**To do**
Leaving out all images, write out the records that follow exactly.

**Working data**
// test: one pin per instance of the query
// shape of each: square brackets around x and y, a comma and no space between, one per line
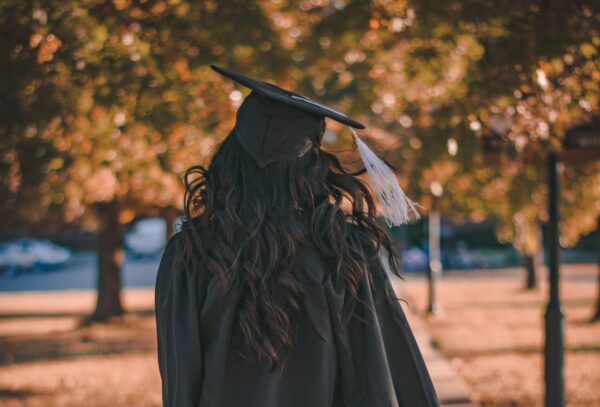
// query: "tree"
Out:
[106,94]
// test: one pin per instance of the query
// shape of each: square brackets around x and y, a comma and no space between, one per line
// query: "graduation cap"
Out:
[275,124]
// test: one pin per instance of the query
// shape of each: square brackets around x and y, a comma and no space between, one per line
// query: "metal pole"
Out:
[553,350]
[434,270]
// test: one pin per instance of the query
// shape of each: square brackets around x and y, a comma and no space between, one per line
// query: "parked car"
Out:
[32,254]
[147,237]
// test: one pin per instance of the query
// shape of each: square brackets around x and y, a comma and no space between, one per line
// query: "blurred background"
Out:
[105,104]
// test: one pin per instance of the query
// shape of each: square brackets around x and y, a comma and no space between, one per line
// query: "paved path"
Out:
[451,389]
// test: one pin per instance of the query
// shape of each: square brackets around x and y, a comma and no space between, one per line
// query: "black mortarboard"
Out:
[274,124]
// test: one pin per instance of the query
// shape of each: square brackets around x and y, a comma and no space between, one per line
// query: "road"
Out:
[80,274]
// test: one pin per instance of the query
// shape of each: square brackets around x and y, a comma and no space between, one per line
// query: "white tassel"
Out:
[395,205]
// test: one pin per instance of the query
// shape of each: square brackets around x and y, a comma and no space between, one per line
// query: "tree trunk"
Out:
[110,256]
[596,316]
[534,261]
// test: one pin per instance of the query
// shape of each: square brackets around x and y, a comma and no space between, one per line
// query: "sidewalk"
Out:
[451,389]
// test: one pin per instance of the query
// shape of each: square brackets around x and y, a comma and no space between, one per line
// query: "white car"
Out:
[147,237]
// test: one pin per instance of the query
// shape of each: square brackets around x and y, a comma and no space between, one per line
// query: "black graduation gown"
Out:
[334,363]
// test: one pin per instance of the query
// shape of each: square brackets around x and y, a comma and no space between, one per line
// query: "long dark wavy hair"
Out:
[244,226]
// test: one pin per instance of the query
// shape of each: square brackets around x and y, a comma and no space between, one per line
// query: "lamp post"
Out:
[554,347]
[434,269]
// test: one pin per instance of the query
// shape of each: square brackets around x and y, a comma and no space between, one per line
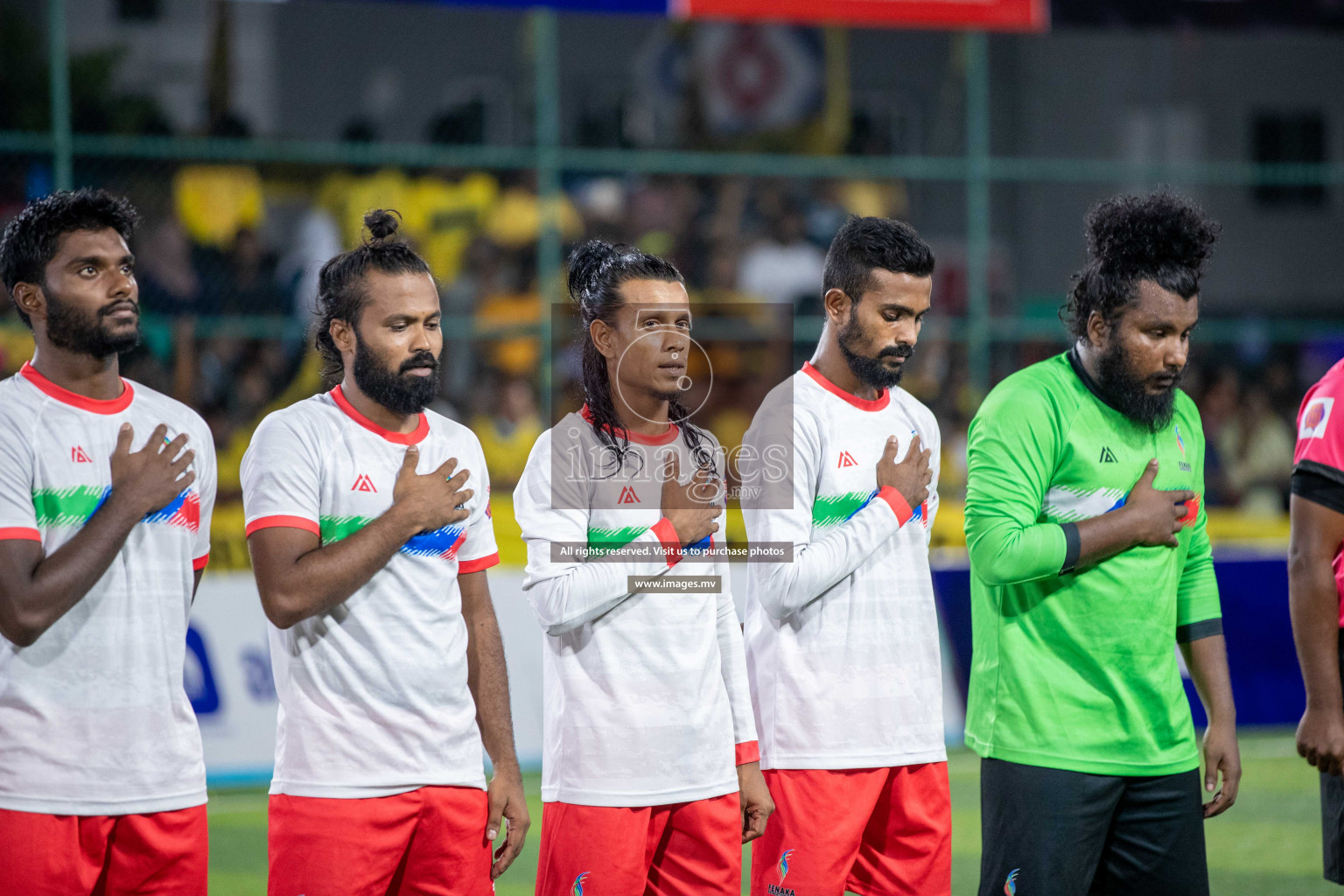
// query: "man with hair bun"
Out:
[370,532]
[1088,564]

**Solution to the problem**
// test: one pin per instance of the query
// shape of each: square brackets around x and y, a comma and no space between, one per line
// query: "tree"
Out:
[106,94]
// test: one pin per instance of the query
// shape of each: square brackets around x and y, a comma and no space between, one per line
// query: "graduation cap"
Out:
[275,124]
// test: one pin per instance of the query
// shape of each: square brackets around x and y, a comma and no space between, one per line
// query: "metal pole"
Out:
[553,350]
[434,270]
// test: one pin per instance of the query
// shape of each: square brackets around x and y, a comma and no space between, one per line
// query: "parked car"
Out:
[32,254]
[147,237]
// test: one pin per instance of the query
// shape of each: square brackets around x and y, a comma and no space between, one per line
// query: "blurred background"
Out:
[105,104]
// test: one pin per instance of the query
// shape of each: square brackets around x and y, a comma and no space between, one per line
// query: "paved path"
Out:
[451,389]
// test: one pin per instance of the query
// shape of each: square brackets around x and y, a comma and no space between, one per line
// query: "black mortarboard"
Out:
[274,124]
// test: one pin per instance of the query
// shape of each: square brackets around x and y, a comma and no space between, one per line
// query: "road"
Out:
[80,274]
// test: one pin per instance of the query
// shape of each: square brackets around x and y, a comma and no space between, one per line
// query: "white tassel"
Out:
[395,205]
// test: one pin per instance of the query
// shape of each: square brackets around x and y, a comma and no space between, one per line
// query: "tree trunk"
Out:
[110,256]
[596,316]
[534,261]
// test: one pin per instance of the query
// shape of each: square brackets around x and y, a comma and no space between, one per line
// query: "sidewalk"
Out:
[451,389]
// test: one pin per instance of the query
// shape of each: square brackets around x and y, a comma and no space between, one per line
// query: "white car"
Out:
[147,237]
// test: one pin per instance of the query
// shape of each: square brackets around x and y, a comma and no space between, one per line
// query: "black graduation gown"
Out:
[334,363]
// test: one pin per instance of the query
// shape of each: square brackets around x and y, a comma and no space between, one per line
// query: "long dark wavy hair"
Out:
[244,226]
// test: one pin per instance of the query
// shape of each: square brackets around x and y, a comma and no space between, one per line
// query: "lamp post"
Out:
[554,347]
[434,269]
// test: one pin per instance of the query
// shape of each: square brackets around x and y, a comma and no space between, one per line
// query: "man with hair bun"
Out:
[370,532]
[1088,564]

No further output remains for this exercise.